PROBLEM DETAILS
Say how many lines in the items below contain the string "deer". Case matters. Reply with the number only.

Annotation records:
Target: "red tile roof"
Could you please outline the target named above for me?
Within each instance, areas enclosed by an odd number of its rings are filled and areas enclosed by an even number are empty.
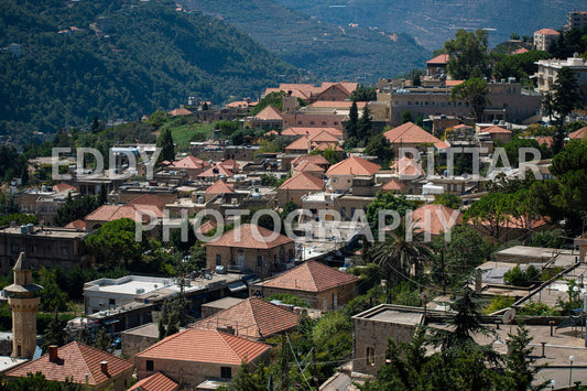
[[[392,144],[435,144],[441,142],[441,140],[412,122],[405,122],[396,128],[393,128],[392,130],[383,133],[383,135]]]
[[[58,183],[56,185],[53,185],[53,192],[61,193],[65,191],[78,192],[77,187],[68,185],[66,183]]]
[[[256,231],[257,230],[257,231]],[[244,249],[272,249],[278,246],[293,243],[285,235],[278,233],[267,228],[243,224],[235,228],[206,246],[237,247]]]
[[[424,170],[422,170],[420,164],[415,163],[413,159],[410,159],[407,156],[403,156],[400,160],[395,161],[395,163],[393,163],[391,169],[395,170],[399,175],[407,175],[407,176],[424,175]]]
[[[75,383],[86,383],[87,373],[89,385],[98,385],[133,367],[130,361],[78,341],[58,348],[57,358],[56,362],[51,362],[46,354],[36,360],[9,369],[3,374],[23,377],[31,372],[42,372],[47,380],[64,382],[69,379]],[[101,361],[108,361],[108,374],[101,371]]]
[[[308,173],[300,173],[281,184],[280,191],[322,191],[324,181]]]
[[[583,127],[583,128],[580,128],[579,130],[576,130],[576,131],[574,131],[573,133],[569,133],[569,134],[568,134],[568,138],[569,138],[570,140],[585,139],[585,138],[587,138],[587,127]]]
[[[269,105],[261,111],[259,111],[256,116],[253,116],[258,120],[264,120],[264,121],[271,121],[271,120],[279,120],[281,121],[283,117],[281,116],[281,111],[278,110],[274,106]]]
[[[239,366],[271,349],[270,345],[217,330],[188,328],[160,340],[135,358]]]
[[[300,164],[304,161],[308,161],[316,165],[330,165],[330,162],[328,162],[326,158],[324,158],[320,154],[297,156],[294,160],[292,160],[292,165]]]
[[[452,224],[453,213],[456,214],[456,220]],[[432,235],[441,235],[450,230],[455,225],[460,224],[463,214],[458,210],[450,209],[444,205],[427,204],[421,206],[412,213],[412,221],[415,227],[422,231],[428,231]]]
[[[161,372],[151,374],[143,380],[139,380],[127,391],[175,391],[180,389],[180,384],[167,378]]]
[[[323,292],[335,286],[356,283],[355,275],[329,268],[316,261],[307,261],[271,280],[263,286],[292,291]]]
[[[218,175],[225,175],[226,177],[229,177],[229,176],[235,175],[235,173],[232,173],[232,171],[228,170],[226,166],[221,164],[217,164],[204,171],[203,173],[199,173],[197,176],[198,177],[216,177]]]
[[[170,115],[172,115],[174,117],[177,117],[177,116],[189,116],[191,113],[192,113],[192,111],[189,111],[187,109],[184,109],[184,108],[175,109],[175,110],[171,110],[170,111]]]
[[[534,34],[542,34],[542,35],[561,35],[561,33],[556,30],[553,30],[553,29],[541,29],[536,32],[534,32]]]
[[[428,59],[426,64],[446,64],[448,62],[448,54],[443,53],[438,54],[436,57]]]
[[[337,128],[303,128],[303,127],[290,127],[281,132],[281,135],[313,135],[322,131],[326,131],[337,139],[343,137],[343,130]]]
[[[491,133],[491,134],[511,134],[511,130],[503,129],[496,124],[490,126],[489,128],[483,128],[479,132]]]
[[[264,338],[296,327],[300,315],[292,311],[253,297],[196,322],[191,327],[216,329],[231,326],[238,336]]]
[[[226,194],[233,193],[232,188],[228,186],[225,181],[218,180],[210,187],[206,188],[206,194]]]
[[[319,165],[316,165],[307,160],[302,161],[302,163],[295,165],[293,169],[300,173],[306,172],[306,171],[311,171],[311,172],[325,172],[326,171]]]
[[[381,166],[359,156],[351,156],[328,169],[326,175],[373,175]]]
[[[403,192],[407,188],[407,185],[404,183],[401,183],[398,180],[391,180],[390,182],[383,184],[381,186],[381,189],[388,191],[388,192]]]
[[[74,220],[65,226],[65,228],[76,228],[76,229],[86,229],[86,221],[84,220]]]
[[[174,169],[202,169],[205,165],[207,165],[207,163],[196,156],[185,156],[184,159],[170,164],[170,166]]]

* * *

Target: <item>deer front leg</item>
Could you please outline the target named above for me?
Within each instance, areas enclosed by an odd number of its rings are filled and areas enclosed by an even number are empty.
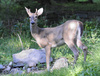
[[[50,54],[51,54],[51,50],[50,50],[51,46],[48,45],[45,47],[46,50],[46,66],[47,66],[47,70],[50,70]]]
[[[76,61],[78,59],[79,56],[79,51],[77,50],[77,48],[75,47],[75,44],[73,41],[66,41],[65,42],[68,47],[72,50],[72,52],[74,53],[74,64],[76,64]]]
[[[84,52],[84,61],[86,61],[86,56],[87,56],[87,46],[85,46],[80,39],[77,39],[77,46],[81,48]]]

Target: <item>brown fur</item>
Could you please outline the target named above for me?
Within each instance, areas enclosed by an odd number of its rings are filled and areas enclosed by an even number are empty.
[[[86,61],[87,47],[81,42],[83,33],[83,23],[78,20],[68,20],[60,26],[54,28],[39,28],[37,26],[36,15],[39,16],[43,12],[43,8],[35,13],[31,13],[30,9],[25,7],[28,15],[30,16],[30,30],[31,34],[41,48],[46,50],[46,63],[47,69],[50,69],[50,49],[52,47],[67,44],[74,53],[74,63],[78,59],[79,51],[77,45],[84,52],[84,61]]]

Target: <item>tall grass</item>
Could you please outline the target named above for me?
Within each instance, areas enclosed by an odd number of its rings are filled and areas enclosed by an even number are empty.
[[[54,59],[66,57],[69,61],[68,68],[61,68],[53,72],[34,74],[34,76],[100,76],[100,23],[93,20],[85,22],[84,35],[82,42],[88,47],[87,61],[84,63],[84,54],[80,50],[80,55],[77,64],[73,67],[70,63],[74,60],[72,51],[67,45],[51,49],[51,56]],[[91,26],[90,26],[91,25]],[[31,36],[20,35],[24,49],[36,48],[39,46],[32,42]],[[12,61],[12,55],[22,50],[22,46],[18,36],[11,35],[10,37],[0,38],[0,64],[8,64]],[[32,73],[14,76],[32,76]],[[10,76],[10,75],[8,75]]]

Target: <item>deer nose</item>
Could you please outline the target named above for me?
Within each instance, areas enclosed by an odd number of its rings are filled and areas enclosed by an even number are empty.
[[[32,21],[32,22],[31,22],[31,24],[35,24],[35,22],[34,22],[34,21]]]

EXERCISE ANSWER
2